───── Passage to read

Management’s Discussion & Analysis

For the Period Ended June 30, 2021

Discussion dated: August 4, 2021

 

 

Cautionary Note Regarding Forward-Looking Information

 

This MD&A contains certain forward-looking information and forward-looking statements, as defined in applicable securities laws (collectively referred to herein as “forward-looking statements”). These statements relate to future events or the Company’s future performance. All statements other than statements of historical fact are forward-looking statements. Often, but not always, forward-looking statements can be identified by the use of words such as “plans”, “expects”, “is expected”, “budget”, “scheduled”, “estimates”, “continues”, “forecasts”, “projects”, “predicts”, “intends”, “anticipates” or “believes”, or variations of, or the negatives of, such words and phrases, or statements that certain actions, events or results “may”, “could”, “would”, “should”, “might” or “will” be taken, occur or be achieved. Forward-looking statements involve known and unknown risks, uncertainties and other factors that could cause actual results to differ materially from those anticipated in such forward-looking statements. The forward-looking statements in this MD&A speak only as of the date of this MD&A or as of the date specified in such statement. The following table outlines certain significant forward-looking statements contained in this MD&A and provides the material assumptions used to develop such forward- looking statements and material risk factors that could cause actual results to differ materially from the forward-looking statements. In particular, this MD&A contains forward-looking statements pertaining to the following:

 

the impact of the ongoing novel coronavirus disease outbreak (COVID-19) on the business, operations, financial results and prospects of the Company;

 

the impact of the Bitcoin Halving in May 2020 on the price of BTC and the normalization after the Bitcoin Halving to pre-Bitcoin Halving profitability levels;

 

future debt levels, financial capacity, liquidity and capital resources;

 

anticipated future sources of funds to meet working capital requirements;

 

future capital expenditures and contractual commitments;

 

expectations respecting future financial results;

 

expectations regarding benefits of certain transactions and capital investments;

 

the Company’s objectives, strategies and competitive strengths;

 

future development activities;

 

the Company’s growth strategy;

 

expectations with respect to future opportunities;

 

expectations with respect to the Company’s financial position;

 

the Company’s capital expenditure programs and future capital requirements;

 

capital resources and the Company’s ability to raise capital; and

 

industry conditions pertaining to the cryptocurrency industry;

 

the other factors discussed under “Risk Factors”.

 

This list of factors should not be construed as exhaustive.

 

Additional Information

 

Additional information concerning the Company is available on SEDAR at www.sedar.com.

──────────
───── Information shown

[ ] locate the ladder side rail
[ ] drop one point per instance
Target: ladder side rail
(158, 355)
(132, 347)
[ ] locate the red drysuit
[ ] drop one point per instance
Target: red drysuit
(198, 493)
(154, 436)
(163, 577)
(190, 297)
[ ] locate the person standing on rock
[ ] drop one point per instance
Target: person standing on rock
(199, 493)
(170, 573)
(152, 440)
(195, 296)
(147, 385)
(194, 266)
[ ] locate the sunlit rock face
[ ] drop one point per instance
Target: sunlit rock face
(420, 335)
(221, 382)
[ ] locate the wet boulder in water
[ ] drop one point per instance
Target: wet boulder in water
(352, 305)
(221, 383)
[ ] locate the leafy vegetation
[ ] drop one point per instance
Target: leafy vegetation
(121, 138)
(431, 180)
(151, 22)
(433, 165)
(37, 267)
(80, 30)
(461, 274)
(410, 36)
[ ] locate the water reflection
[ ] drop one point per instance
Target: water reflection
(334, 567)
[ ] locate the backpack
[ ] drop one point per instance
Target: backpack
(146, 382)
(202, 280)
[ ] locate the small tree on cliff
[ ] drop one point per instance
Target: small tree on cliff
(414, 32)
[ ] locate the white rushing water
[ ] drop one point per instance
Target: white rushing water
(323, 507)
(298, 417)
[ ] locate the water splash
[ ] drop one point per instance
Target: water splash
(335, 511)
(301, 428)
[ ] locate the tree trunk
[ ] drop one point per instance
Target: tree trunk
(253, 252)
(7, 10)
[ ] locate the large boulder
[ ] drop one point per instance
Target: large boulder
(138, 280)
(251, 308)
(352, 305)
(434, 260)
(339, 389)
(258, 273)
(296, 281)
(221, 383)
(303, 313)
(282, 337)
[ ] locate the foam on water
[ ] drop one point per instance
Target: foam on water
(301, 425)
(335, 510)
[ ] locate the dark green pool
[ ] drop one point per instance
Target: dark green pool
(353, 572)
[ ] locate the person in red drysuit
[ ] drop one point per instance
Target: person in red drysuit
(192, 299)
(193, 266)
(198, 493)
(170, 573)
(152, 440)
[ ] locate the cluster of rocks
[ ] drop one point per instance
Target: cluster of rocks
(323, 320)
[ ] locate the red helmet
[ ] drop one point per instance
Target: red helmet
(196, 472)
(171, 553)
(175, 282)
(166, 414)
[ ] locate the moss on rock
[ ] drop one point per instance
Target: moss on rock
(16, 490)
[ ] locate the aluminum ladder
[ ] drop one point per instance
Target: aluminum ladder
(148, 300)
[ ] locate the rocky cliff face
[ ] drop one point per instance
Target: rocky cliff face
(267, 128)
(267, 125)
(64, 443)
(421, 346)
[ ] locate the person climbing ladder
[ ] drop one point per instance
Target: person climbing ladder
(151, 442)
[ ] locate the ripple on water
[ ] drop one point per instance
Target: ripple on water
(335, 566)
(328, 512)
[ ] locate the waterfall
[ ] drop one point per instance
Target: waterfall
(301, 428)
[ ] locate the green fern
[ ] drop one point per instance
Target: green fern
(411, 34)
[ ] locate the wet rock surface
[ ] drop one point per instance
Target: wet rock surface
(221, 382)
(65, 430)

──────────
───── Information shown

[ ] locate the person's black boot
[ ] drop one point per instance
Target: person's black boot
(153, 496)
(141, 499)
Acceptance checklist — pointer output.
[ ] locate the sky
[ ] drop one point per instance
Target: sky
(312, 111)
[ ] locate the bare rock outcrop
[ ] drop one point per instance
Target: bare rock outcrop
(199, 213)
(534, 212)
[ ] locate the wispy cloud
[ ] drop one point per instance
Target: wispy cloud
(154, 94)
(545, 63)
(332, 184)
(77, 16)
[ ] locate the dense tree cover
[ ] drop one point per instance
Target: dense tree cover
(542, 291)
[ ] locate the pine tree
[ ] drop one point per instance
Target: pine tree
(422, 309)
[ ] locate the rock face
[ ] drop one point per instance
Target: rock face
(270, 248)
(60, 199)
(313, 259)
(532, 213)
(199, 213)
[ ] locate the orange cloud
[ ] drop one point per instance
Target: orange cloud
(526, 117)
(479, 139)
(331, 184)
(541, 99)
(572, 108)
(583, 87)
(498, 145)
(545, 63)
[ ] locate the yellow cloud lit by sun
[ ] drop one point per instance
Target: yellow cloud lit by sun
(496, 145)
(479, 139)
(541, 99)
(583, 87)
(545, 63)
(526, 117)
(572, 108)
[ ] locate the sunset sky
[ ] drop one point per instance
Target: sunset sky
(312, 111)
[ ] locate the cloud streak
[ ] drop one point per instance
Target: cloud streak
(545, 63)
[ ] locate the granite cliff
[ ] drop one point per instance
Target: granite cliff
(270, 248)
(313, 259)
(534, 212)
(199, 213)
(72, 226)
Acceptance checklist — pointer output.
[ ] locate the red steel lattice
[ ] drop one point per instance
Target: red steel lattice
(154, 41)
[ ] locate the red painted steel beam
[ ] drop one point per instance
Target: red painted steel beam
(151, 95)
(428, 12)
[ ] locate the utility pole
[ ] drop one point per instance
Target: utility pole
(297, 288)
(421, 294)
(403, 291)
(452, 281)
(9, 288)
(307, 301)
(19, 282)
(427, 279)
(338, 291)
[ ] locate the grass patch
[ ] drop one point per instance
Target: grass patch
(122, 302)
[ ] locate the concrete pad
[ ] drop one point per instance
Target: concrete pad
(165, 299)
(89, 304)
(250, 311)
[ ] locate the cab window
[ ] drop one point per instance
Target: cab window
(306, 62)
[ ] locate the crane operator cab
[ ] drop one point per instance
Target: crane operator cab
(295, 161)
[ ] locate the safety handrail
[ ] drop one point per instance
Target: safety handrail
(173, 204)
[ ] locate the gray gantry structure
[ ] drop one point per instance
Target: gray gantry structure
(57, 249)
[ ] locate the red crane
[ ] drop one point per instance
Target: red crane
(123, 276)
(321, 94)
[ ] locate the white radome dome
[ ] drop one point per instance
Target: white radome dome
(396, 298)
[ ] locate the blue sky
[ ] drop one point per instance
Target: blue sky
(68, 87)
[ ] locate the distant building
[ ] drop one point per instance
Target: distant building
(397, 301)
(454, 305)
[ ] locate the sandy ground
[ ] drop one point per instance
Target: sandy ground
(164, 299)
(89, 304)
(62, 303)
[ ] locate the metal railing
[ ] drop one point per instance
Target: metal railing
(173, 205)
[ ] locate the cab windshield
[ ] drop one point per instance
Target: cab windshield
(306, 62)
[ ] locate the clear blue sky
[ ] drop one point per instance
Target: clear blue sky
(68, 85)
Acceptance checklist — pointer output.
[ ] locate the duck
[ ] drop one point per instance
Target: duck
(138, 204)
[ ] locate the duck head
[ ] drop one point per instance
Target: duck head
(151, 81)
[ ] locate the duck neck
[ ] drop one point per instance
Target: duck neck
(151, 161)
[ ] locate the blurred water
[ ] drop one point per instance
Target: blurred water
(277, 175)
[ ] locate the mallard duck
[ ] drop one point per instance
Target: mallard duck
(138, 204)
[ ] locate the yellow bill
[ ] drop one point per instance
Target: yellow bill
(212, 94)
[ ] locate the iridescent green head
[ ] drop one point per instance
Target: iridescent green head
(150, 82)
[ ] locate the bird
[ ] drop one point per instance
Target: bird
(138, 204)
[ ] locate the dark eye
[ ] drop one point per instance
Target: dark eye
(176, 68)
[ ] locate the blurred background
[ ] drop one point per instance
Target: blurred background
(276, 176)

──────────

According to the MD&A excerpt, where can additional information concerning the Company be found? The rows were taken from a different source.

On SEDAR at www.sedar.com.